(Box annotations for photos)
_ _ _

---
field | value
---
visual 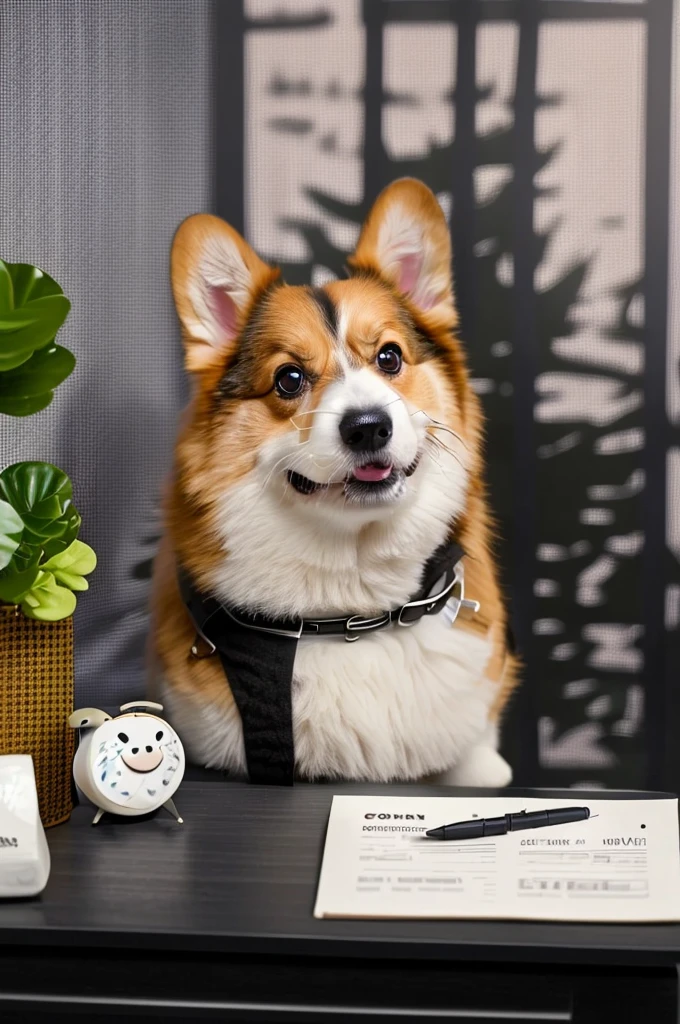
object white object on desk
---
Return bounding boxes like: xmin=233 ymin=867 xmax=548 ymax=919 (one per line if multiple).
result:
xmin=0 ymin=754 xmax=50 ymax=897
xmin=314 ymin=793 xmax=680 ymax=922
xmin=69 ymin=700 xmax=185 ymax=825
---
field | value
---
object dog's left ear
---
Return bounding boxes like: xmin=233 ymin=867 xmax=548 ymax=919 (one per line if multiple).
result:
xmin=349 ymin=178 xmax=457 ymax=326
xmin=170 ymin=213 xmax=279 ymax=373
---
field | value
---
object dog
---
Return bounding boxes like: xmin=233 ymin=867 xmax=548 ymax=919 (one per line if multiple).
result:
xmin=153 ymin=179 xmax=517 ymax=786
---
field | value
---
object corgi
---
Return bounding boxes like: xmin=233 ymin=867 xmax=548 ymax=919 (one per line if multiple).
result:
xmin=152 ymin=179 xmax=517 ymax=786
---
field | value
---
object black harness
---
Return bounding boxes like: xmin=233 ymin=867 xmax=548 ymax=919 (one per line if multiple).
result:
xmin=179 ymin=542 xmax=479 ymax=785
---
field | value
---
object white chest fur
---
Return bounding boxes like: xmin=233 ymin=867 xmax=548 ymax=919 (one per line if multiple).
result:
xmin=163 ymin=444 xmax=508 ymax=784
xmin=164 ymin=615 xmax=496 ymax=781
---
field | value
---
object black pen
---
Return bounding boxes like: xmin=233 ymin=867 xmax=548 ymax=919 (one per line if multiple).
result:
xmin=425 ymin=807 xmax=590 ymax=839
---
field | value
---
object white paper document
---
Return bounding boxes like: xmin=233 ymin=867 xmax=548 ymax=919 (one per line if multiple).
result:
xmin=314 ymin=791 xmax=680 ymax=922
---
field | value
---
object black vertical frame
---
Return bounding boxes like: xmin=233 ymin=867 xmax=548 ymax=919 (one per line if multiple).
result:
xmin=642 ymin=0 xmax=680 ymax=788
xmin=363 ymin=0 xmax=388 ymax=210
xmin=512 ymin=0 xmax=540 ymax=785
xmin=451 ymin=0 xmax=479 ymax=344
xmin=212 ymin=0 xmax=246 ymax=233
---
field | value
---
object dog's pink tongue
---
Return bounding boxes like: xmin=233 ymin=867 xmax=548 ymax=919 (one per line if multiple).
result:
xmin=354 ymin=463 xmax=392 ymax=483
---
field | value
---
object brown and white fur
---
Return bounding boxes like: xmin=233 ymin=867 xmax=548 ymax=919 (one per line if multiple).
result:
xmin=154 ymin=179 xmax=515 ymax=785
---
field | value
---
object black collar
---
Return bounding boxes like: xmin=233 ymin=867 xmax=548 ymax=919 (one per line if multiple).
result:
xmin=179 ymin=542 xmax=479 ymax=784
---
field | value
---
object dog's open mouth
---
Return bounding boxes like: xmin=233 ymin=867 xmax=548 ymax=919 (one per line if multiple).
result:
xmin=288 ymin=456 xmax=420 ymax=503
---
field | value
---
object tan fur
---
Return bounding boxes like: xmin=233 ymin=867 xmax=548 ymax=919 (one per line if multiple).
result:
xmin=153 ymin=180 xmax=517 ymax=774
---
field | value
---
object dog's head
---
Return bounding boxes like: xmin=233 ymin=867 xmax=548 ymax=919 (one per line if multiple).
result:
xmin=167 ymin=179 xmax=479 ymax=606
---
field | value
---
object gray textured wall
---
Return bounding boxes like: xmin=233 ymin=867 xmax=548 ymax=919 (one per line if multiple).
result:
xmin=0 ymin=0 xmax=212 ymax=702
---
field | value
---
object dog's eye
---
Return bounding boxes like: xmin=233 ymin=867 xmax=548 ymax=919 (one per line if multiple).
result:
xmin=376 ymin=342 xmax=401 ymax=374
xmin=273 ymin=365 xmax=305 ymax=398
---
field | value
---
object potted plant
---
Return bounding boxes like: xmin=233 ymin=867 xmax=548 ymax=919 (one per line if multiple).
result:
xmin=0 ymin=260 xmax=96 ymax=825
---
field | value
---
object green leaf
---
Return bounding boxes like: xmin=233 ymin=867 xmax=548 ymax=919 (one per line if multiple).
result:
xmin=0 ymin=545 xmax=40 ymax=604
xmin=0 ymin=462 xmax=81 ymax=558
xmin=40 ymin=541 xmax=97 ymax=590
xmin=0 ymin=261 xmax=73 ymax=376
xmin=0 ymin=344 xmax=76 ymax=399
xmin=0 ymin=295 xmax=71 ymax=370
xmin=22 ymin=572 xmax=76 ymax=623
xmin=6 ymin=263 xmax=63 ymax=309
xmin=0 ymin=259 xmax=14 ymax=313
xmin=40 ymin=541 xmax=97 ymax=575
xmin=0 ymin=389 xmax=54 ymax=416
xmin=0 ymin=309 xmax=40 ymax=332
xmin=0 ymin=462 xmax=73 ymax=520
xmin=0 ymin=501 xmax=24 ymax=569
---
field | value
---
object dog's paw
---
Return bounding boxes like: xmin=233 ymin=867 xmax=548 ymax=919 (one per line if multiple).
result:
xmin=437 ymin=746 xmax=512 ymax=790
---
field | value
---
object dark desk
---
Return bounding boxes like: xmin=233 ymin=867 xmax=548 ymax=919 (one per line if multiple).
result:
xmin=0 ymin=782 xmax=680 ymax=1024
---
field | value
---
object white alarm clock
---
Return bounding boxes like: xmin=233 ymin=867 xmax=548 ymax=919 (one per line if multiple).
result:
xmin=69 ymin=700 xmax=185 ymax=825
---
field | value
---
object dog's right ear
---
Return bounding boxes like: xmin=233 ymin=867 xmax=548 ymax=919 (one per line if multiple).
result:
xmin=170 ymin=213 xmax=279 ymax=372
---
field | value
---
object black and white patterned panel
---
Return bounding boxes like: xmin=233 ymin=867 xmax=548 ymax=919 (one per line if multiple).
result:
xmin=246 ymin=0 xmax=667 ymax=785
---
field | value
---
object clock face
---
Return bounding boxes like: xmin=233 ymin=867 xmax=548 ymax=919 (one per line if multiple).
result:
xmin=89 ymin=714 xmax=184 ymax=814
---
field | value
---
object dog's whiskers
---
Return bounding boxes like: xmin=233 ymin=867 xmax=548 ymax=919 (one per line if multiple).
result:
xmin=425 ymin=434 xmax=465 ymax=472
xmin=411 ymin=409 xmax=468 ymax=452
xmin=262 ymin=441 xmax=309 ymax=490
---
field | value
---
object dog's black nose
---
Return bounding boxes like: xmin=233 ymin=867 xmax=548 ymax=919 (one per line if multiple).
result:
xmin=340 ymin=409 xmax=392 ymax=452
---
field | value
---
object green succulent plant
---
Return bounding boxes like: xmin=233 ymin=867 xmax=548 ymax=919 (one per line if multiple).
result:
xmin=0 ymin=462 xmax=96 ymax=622
xmin=0 ymin=260 xmax=76 ymax=416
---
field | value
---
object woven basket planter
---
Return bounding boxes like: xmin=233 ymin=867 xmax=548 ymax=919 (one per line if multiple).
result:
xmin=0 ymin=604 xmax=74 ymax=828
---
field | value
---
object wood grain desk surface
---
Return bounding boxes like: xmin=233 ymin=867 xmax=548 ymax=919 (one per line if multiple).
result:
xmin=0 ymin=780 xmax=680 ymax=967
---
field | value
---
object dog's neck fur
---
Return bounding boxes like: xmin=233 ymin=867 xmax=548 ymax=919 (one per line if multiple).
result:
xmin=175 ymin=454 xmax=465 ymax=617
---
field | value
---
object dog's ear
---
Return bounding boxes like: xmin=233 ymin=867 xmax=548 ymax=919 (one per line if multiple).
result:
xmin=349 ymin=178 xmax=457 ymax=324
xmin=170 ymin=213 xmax=279 ymax=371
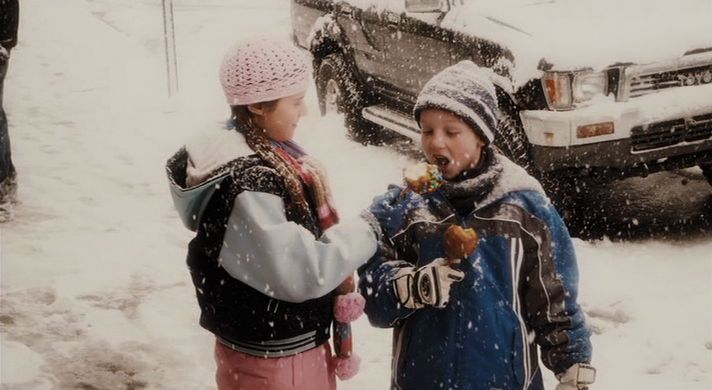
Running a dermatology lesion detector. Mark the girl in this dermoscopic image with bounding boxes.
[359,61,595,390]
[167,38,377,390]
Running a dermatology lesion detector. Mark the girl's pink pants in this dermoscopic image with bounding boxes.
[215,341,336,390]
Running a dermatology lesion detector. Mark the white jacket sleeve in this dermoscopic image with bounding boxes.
[219,191,377,302]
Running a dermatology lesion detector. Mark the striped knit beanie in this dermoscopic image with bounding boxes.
[413,61,499,145]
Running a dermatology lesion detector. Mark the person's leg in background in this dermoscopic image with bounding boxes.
[0,0,19,223]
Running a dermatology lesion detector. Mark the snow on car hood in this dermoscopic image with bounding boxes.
[441,0,712,85]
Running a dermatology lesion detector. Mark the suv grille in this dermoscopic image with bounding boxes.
[631,114,712,153]
[629,65,712,97]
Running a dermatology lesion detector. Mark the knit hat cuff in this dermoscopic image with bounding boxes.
[226,77,309,106]
[413,95,495,145]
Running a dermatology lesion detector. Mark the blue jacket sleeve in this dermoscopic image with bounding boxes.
[520,193,592,373]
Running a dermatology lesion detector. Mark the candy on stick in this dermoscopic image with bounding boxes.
[443,224,480,265]
[403,162,443,194]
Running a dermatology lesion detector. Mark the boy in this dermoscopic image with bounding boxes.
[359,61,595,390]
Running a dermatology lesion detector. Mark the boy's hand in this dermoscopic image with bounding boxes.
[393,259,465,309]
[368,186,421,237]
[556,363,596,390]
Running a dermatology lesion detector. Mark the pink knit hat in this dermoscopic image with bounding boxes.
[220,37,309,106]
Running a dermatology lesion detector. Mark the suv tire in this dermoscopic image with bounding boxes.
[700,164,712,185]
[315,54,376,143]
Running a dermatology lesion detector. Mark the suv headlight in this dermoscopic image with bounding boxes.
[572,72,608,103]
[542,70,608,110]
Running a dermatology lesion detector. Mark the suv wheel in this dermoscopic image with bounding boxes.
[316,54,376,143]
[494,107,536,174]
[700,164,712,185]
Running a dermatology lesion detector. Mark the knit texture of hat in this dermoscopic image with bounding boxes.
[220,37,309,106]
[413,61,499,144]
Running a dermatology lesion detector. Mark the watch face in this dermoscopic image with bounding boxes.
[418,275,433,304]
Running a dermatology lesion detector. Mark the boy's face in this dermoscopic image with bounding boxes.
[249,91,307,141]
[420,108,485,180]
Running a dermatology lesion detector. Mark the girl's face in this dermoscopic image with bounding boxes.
[248,91,307,141]
[420,108,485,180]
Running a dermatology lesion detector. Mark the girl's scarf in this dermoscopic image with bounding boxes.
[238,120,339,231]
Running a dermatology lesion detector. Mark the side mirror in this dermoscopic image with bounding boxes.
[405,0,448,13]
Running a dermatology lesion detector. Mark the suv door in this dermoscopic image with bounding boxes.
[335,1,385,79]
[384,11,453,103]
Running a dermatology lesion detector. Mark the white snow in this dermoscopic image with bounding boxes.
[0,0,712,390]
[442,0,712,85]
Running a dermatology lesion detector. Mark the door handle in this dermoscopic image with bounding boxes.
[339,5,354,17]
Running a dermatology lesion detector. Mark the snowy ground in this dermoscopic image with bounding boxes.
[0,0,712,390]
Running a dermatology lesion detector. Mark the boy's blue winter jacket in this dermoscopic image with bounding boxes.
[359,153,591,390]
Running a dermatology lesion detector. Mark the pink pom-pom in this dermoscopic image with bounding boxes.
[334,354,361,381]
[334,292,366,323]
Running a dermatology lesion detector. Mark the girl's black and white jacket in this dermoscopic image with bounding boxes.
[166,130,377,357]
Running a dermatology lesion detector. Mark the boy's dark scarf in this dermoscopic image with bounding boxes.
[441,147,502,215]
[236,123,339,231]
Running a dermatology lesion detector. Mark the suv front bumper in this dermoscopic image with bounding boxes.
[520,85,712,175]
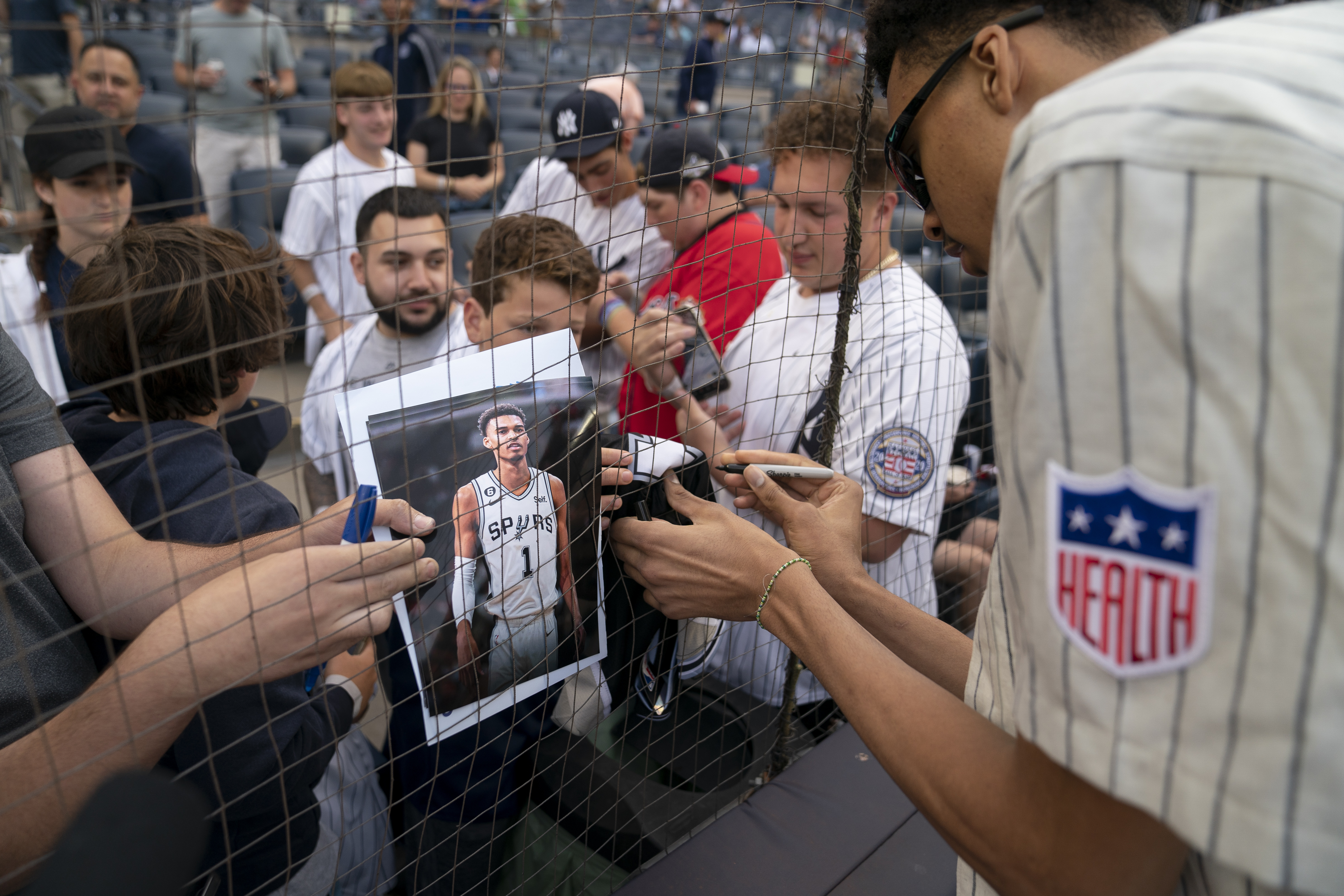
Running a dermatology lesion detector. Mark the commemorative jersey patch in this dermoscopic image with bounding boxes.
[864,426,934,498]
[1046,464,1218,678]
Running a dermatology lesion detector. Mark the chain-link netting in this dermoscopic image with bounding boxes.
[0,0,1306,896]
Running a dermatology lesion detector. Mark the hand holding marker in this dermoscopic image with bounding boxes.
[715,464,835,480]
[304,485,378,693]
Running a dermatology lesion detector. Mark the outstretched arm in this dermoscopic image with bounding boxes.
[13,445,434,639]
[551,476,583,645]
[612,467,1188,896]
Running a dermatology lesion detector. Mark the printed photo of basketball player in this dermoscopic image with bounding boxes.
[368,377,605,731]
[453,404,583,696]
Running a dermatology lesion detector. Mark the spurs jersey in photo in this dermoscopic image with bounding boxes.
[472,469,560,619]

_ _ _

Exercise requirements.
Reproduce verbatim the lines starting at the one containing "Running a dermatology lesion detector. Mark the boy's hand" and ending at the one containing "[413,61,499,144]", with both of those lines included and nothing else.

In response.
Running a dermatology lesion detector. Mark the boy's hand in this dermoscopic image with bounding boxes.
[393,259,465,309]
[368,186,421,237]
[556,363,596,390]
Running a dermatology lesion detector. Mark the pink knit hat in this dermoscopic image with bounding boxes.
[220,37,309,106]
Running a dermatology lesion detector. Mark the suv tire in this dermoscopic image with bounding boxes.
[700,164,712,185]
[315,54,376,143]
Running a dermatology lesion detector. Mark the suv headlight in this dermoscopic image with bounding boxes.
[572,72,608,103]
[542,70,608,110]
Running a dermatology lesion detector. Mark the suv wheel in this dermoscopic image with bounding boxes.
[316,54,376,143]
[494,107,536,174]
[700,164,712,185]
Running a dermatology lesion detector. Mark the knit texture of hat in this dermoscopic image with bounding boxes.
[220,37,309,106]
[413,61,499,144]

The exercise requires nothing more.